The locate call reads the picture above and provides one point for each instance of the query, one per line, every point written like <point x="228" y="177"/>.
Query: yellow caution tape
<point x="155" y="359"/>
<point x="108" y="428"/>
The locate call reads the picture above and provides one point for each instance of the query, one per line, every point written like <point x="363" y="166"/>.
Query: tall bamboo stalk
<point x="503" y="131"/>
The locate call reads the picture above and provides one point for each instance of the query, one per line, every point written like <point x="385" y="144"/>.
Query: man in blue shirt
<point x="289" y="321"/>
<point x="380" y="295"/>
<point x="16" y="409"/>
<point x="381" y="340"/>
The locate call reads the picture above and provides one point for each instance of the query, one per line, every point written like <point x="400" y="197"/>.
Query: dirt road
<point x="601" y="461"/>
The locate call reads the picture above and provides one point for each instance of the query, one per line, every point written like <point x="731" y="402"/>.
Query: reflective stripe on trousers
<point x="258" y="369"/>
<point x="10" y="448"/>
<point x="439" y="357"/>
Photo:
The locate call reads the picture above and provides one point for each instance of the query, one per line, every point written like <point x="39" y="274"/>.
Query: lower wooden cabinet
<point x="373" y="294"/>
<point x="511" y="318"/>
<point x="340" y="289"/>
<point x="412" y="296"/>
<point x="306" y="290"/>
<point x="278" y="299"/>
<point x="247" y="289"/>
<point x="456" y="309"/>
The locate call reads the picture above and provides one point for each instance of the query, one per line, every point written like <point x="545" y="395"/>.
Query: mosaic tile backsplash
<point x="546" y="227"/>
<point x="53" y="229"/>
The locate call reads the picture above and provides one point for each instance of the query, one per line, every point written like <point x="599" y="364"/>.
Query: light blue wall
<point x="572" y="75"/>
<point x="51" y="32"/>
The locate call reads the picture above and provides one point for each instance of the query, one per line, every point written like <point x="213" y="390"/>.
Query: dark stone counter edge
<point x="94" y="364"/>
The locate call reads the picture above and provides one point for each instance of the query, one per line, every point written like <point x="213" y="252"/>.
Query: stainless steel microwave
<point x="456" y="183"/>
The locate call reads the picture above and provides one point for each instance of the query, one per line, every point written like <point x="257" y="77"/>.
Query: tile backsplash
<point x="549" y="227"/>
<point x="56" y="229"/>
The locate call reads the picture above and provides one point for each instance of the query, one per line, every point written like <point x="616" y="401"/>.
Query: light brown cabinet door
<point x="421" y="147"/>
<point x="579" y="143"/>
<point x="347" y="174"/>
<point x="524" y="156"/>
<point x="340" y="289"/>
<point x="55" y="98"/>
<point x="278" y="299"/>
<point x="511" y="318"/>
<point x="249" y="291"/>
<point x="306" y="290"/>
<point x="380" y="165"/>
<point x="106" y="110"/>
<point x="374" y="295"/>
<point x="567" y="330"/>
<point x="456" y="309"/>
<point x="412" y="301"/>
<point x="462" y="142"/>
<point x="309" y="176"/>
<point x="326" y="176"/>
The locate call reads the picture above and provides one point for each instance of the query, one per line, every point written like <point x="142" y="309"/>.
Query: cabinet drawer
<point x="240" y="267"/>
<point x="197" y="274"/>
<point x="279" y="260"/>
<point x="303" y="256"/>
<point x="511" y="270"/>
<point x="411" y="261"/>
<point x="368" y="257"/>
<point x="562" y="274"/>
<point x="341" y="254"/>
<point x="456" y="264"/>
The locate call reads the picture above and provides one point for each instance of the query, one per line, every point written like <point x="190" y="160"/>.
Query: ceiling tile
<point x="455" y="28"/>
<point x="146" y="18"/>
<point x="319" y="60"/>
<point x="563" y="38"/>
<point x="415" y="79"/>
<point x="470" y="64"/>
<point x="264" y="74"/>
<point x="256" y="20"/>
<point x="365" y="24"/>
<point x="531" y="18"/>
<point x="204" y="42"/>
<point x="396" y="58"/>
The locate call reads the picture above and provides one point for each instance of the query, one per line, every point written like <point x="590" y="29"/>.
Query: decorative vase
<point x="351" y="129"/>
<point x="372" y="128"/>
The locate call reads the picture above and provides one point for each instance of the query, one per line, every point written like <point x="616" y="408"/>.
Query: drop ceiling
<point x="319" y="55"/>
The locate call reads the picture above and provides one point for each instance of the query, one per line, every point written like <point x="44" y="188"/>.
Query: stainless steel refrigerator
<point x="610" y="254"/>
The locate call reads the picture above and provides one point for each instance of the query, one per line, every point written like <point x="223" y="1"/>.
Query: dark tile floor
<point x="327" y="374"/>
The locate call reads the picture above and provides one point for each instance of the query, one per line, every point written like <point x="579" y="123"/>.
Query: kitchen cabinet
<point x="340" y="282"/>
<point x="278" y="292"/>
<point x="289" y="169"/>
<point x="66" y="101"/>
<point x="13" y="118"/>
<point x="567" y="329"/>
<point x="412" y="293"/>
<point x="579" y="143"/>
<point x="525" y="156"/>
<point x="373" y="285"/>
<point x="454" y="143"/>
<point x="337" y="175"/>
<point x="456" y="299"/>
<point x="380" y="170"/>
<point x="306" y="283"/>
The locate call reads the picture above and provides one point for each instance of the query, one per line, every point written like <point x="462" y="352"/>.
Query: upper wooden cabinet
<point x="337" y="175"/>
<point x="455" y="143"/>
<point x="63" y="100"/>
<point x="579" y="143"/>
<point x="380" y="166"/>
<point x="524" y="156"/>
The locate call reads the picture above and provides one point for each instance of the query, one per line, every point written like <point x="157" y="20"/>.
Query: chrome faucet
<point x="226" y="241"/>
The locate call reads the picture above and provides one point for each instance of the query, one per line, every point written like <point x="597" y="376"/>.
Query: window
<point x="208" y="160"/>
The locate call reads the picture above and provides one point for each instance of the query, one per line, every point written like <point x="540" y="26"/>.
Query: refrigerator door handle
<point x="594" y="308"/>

───

Could you restate every entry above word for word?

The locate call reads the picture above and provides one point for each instance of the query, one per line, every point written like <point x="228" y="177"/>.
Query: yellow caution tape
<point x="155" y="359"/>
<point x="108" y="428"/>
The locate call reads the picture above and provides one point for each instance of the query, one per line, every point written like <point x="363" y="166"/>.
Query: tall bamboo stalk
<point x="503" y="131"/>
The locate call reads the picture above and provides one point for each instance of the query, one per line, every point written like <point x="385" y="144"/>.
Query: man in blue shirt
<point x="289" y="321"/>
<point x="380" y="295"/>
<point x="16" y="409"/>
<point x="381" y="340"/>
The locate call reads the picture above and provides one point for each instance of the query, one per line, every point written like <point x="400" y="197"/>.
Query: dirt road
<point x="601" y="461"/>
The locate call reads the picture above and provides one point for each instance of the query, one per line, every point written like <point x="731" y="402"/>.
Query: reflective stripe on trousers
<point x="258" y="369"/>
<point x="10" y="448"/>
<point x="439" y="357"/>
Photo:
The locate call reads the picture above and provides one point for each instance of the query, one per line, every point written like <point x="39" y="274"/>.
Query: lower wooden cabinet
<point x="373" y="294"/>
<point x="511" y="318"/>
<point x="340" y="289"/>
<point x="412" y="296"/>
<point x="306" y="290"/>
<point x="278" y="299"/>
<point x="247" y="289"/>
<point x="456" y="309"/>
The locate call reads the picture above and provides one point for each instance of the query, one per line, every point written like <point x="545" y="395"/>.
Query: mosaic tile backsplash
<point x="546" y="227"/>
<point x="53" y="229"/>
The locate call reads the picture above and provides one point for each instance of the query, one per line, every point written like <point x="599" y="364"/>.
Query: light blue wall
<point x="572" y="75"/>
<point x="51" y="32"/>
The locate call reads the picture above and provides one point for each instance of the query, one per line, every point written like <point x="213" y="390"/>.
Query: dark stone counter edge
<point x="94" y="364"/>
The locate call reads the picture above and provides one point for each instance of the query, one per line, every point written like <point x="213" y="252"/>.
Query: stainless steel microwave
<point x="456" y="183"/>
The locate call reads the picture above and provides one point for each instance of the query, one per line, every point written like <point x="257" y="77"/>.
Query: tile backsplash
<point x="549" y="227"/>
<point x="56" y="229"/>
The locate call reads the picture above and provides one point for each instance of the query, one per line, every point written like <point x="616" y="401"/>.
Query: light brown cabinet door
<point x="421" y="147"/>
<point x="579" y="143"/>
<point x="347" y="174"/>
<point x="524" y="156"/>
<point x="340" y="289"/>
<point x="55" y="98"/>
<point x="278" y="299"/>
<point x="511" y="318"/>
<point x="249" y="291"/>
<point x="306" y="290"/>
<point x="380" y="165"/>
<point x="106" y="110"/>
<point x="374" y="295"/>
<point x="567" y="330"/>
<point x="456" y="309"/>
<point x="412" y="301"/>
<point x="462" y="142"/>
<point x="309" y="176"/>
<point x="326" y="176"/>
The locate call reads the picture above and provides one point for each instance of the query, one per line, every point written like <point x="142" y="309"/>.
Query: cabinet drawer
<point x="240" y="267"/>
<point x="197" y="274"/>
<point x="279" y="260"/>
<point x="303" y="256"/>
<point x="511" y="270"/>
<point x="411" y="261"/>
<point x="368" y="257"/>
<point x="562" y="274"/>
<point x="341" y="254"/>
<point x="456" y="264"/>
The locate call reads the picture above and provides one point for each instance of the query, one per line, every point written like <point x="190" y="160"/>.
Query: ceiling tile
<point x="455" y="28"/>
<point x="146" y="18"/>
<point x="319" y="60"/>
<point x="563" y="38"/>
<point x="415" y="79"/>
<point x="470" y="64"/>
<point x="264" y="74"/>
<point x="256" y="20"/>
<point x="365" y="24"/>
<point x="531" y="18"/>
<point x="204" y="42"/>
<point x="396" y="58"/>
The locate call reads the picture above and provides one point for each instance of the query, one per line, every point written like <point x="590" y="29"/>.
Query: decorative vase
<point x="351" y="129"/>
<point x="372" y="128"/>
The locate call reads the picture above and provides one point for each instance of the query, one per line, every point written like <point x="616" y="408"/>.
Query: drop ceiling
<point x="319" y="55"/>
The locate call reads the picture above and provides one point for each instance of the query, one per line, every point written like <point x="44" y="188"/>.
Query: stainless steel refrigerator
<point x="610" y="254"/>
The locate call reads the picture above and provides one point for each instance of the query, one per line, every point written like <point x="223" y="1"/>.
Query: dark tile floor
<point x="327" y="374"/>
The locate call reads the picture above and provides one point for each instance of the query, one per line, every point written like <point x="579" y="123"/>.
Query: kitchen cabinet
<point x="340" y="282"/>
<point x="278" y="292"/>
<point x="289" y="169"/>
<point x="66" y="101"/>
<point x="13" y="118"/>
<point x="567" y="329"/>
<point x="412" y="293"/>
<point x="579" y="143"/>
<point x="525" y="156"/>
<point x="373" y="285"/>
<point x="454" y="143"/>
<point x="337" y="175"/>
<point x="456" y="299"/>
<point x="380" y="170"/>
<point x="306" y="283"/>
The locate call reads the picture above and provides one point for each instance of the query, one per line, every point written like <point x="462" y="352"/>.
Query: upper wooden cabinet
<point x="337" y="175"/>
<point x="455" y="143"/>
<point x="63" y="100"/>
<point x="579" y="143"/>
<point x="380" y="166"/>
<point x="524" y="156"/>
The locate call reads the picture above and provides one point for each instance of the query, one per line, every point written like <point x="157" y="20"/>.
Query: chrome faucet
<point x="226" y="241"/>
The locate call reads the picture above and provides one point for each instance of the query, one per line, every point written like <point x="597" y="376"/>.
Query: window
<point x="208" y="160"/>
The locate call reads the picture above and provides one point for each instance of the query, one per line, every point written like <point x="540" y="26"/>.
Query: refrigerator door handle
<point x="594" y="308"/>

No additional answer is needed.